▶ **DIRECTIVES**
1. Copy out the point placement records word for word, everything from the line containing "polo shirt shown above." down to the line containing "(1021, 771)".
2. Write the next part of the blog post about Star Daughter and star-born characters, starting after its final line.
BEGIN DOCUMENT SEGMENT
Disclaimer: It’s no secret to some of my social media followers that I love stars and star-based characters. No, I’m obviously not into things like astrology or horoscopes, but starry, elven-esque characters in general fascinate me. Just ask an author who helped boost this love of starborn characters, Ms. Sarah Delena White, author of The Star-Fae Trilogy, or better yet, Casimir the misunderstood but utterly brilliant (pun intended) Solasa (star-fae), who I helped broadcast into STARdom, being his favorite minion and head of Team Solasa on Earth and all. 😉
Okay, enough with the astral puns. (Although, Casimir really is the star of his show, haha…)
Lately, I’ve been just as intrigued by the elven starpeople, the Startouch Elves of Xadia in the franchise, The Dragon Prince. (It curdles me inside every time I hear, “Startouch,” and I need to resist the urge to grab said person, shake them like a crazy lady, and yell, “It’s Star-FAE!!”) The only Startouch elf we’ve actually seen so far in the series is the enigmatic, charismatic, notoriously psycho sparkle, Aaravos (who is a “special bundle of special” if I ever saw one…), who seems pretty insidious in regards to other characters and the overall storyline, but I’m looking forward more to learning more about other star-fa– sorry, STARTOUCH– elves, as well as their mystical, exquisite and elaborate, big-picture culture. What was the life of other Startouch elves like, being that they were distanced from Xadia? Where did they live? How did they function up in their starry space, as a society? Unique skills or pets? How did they view Aaravos’s actions, and if they disapproved, did they consider intervening (or if they did intervene, is that why none are left– did he purposely wipe out the rest of his kind??)?
It should be clear by now that I’m not obsessed with things like the mythological constellations themselves, but more of the star people they influence, and the ethereal cultures they leave behind.
So when I saw Star Daughter by Shveta Thakrar in former Book of the Month’s YA selection, I absolutely didn’t hesitate, regardless of me not knowing all the character or plot details. All I could think was, “A book about a child born of the stars? A daughter of a star-person? SIGN. ME. UP.”
Little did I know what I was going to get into.
SPOILER WARNING: PROCEED AT YOUR OWN RISK
Things to Know:
Hindu mythology, deities mentioned briefly, here and there
Hindu terminology, you may need to Google things (I did)
Minor sexual tension in certain passages
Some LGBTQ+ rep (the MC’s bestie is either bi or lesbian; two of the MC’s competitors are gay)
END DOCUMENT SEGMENT
BEGIN SOURCE MATERIAL
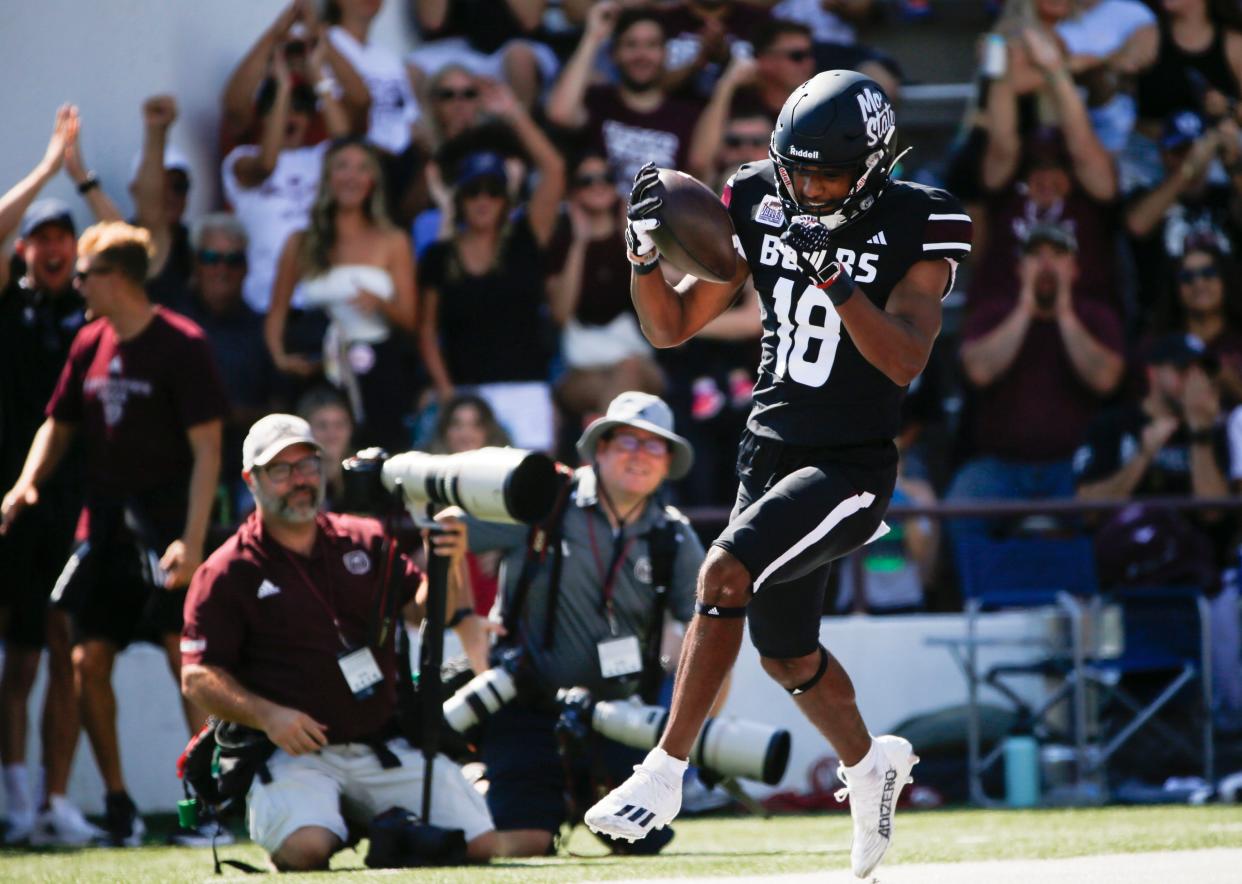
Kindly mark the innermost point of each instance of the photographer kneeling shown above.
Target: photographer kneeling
(281, 635)
(588, 613)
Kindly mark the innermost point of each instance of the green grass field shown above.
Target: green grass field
(722, 847)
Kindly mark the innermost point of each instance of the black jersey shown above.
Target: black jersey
(815, 389)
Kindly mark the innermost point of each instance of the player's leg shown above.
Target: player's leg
(709, 649)
(652, 796)
(827, 512)
(785, 630)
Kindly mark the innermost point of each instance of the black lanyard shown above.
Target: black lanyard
(620, 550)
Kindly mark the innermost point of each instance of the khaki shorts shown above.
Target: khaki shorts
(348, 780)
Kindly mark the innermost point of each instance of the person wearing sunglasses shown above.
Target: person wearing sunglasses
(606, 623)
(1187, 202)
(355, 266)
(483, 324)
(216, 302)
(40, 314)
(1205, 301)
(140, 392)
(283, 635)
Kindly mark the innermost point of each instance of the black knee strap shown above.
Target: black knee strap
(719, 611)
(814, 679)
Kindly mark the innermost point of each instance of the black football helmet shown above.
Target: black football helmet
(837, 119)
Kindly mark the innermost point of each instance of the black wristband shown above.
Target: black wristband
(840, 289)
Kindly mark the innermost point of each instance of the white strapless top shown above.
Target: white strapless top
(334, 291)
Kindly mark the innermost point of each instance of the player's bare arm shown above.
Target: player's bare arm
(668, 315)
(898, 339)
(671, 315)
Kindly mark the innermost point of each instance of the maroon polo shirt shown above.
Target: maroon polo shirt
(133, 402)
(265, 615)
(1038, 410)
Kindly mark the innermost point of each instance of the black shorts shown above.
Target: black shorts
(797, 510)
(527, 775)
(31, 556)
(112, 586)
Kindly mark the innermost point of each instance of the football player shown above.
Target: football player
(851, 267)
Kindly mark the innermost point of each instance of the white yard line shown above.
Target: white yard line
(1201, 867)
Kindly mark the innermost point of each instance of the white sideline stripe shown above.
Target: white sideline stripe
(838, 514)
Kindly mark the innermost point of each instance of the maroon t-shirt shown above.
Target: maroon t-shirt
(1038, 410)
(134, 400)
(605, 291)
(630, 138)
(1010, 214)
(265, 615)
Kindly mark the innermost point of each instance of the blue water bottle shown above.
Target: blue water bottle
(1021, 771)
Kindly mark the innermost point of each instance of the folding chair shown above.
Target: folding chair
(1165, 630)
(1026, 572)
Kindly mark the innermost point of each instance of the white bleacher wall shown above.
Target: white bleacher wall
(107, 57)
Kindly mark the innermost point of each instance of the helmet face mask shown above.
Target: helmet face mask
(837, 119)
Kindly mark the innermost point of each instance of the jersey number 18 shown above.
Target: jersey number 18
(795, 356)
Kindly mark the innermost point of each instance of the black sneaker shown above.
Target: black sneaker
(122, 825)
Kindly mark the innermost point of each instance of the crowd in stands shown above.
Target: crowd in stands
(426, 252)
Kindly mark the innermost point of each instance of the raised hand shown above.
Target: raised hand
(55, 153)
(643, 217)
(159, 112)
END SOURCE MATERIAL
▶ **ANSWERS TO THE TASKS**
1.
Kindly mark the innermost point of each instance of the maroon polo shirt shown above.
Target: maroon polo shirt
(133, 402)
(265, 615)
(1038, 410)
Kindly mark the innermost point of each instance of the black shorts shown above.
Target: black shorts
(797, 510)
(527, 775)
(31, 556)
(112, 586)
Kindly mark the innermost point of each instance of the football player shown above.
Target: football player
(851, 267)
Kindly mark the innermost point of each instance of the white yard line shown above.
Target: white yard line
(1201, 867)
Kindly mark the innermost point of each instance of the white sideline stripe shown above.
Target: white sideline stripe
(838, 514)
Kindly mark the innermost point of each instance of the maroon t-shirt shown above.
Target: maroon t-shirt
(1038, 410)
(134, 400)
(605, 291)
(630, 138)
(1010, 214)
(265, 615)
Kindly mark the innermost point of each instance of the blue water bottle shown above.
Target: blue water bottle
(1021, 771)

2.
Trigger warning: Anxiety and panic attacks
Summary: Sheetal is half-mortal, half-star (kind of like a star version of a dhampir, if you will), and struggles to fit in with mortals below on Earth. As a result, one day she is triggered by extreme stress, accidentally flaring her powers to life and harshly burning her father with her star’s fire, landing him in the ER in critical condition. Left with little alternative, Sheetal finally answers the call of her maternal side’s starry host, and ascends to the heavens with her BFF Minal in tow, determined to get a drop of pure star’s blood in order to heal her dad. But as she soon learns, nothing comes without a cost, in the heavens or on Earth.
Liked: Wonderfully descriptive. For some reason, I thought this book would be a teaser book, dangling the carrot of visiting the stars’ heavenly realms up above before cruelly snatching it away and letting us remain on Earth (I think my main subconscious reasoning behind this was that I was halfway through the 400+ book and we were still on Earth…). But I was soon rewarded for my patience with glorious details of sky palaces, a Hall of Mirrors, heavenly libraries and an ethereal people. It was magical, and I absolutely wanted more. More culture, more worldbuilding, just… all of it. I could drink her descriptions of the places; they almost felt concrete.
Speaking of descriptive places, let’s discuss the wonderful Night Market. It heavily reminded me of the spirit’s market in Studio Ghibli’s infamous Spirited Away, maybe fused with some of Diagon Alley from Harry Potter? It was like a Hindu version, though, and magic seeped through EVERYTHING. Shveta was so creative in all the details and showing, not just outright TELLING, all the cool things you could find in this bizarre, well, bazaar. Magical clothing? Check. Unique couches? Check. Unusually flavored magic ice cream? Check. Sentient cumulonimbus cloud barretts? Check, check, check! I would’ve LOVED to hang out more, and explore more, of this fantastical place that seemed between the physical and spiritual worlds, although I get why Sheetal was in a rush to get to her sky family. I just wished we could have lingered a bit more; it was great. I wanted to go out and visit, myself!
What could have been improved: For starters, a glossary. I’m not fully aware who Shveta’s group or target audience was– I suspect Indians or Indian-Americans, no offense intended– but there was a lot of terminology and Hindu words I did not understand, and had to constantly look up, even for foods (but especially for things like sayings or mythological creatures that aren’t common)! A brief glossary in the back with brief definitions/descriptions would’ve been more than enough to help readers unfamiliar with that world, language, culture, or context; even a few minor footnotes on translation would’ve been okay.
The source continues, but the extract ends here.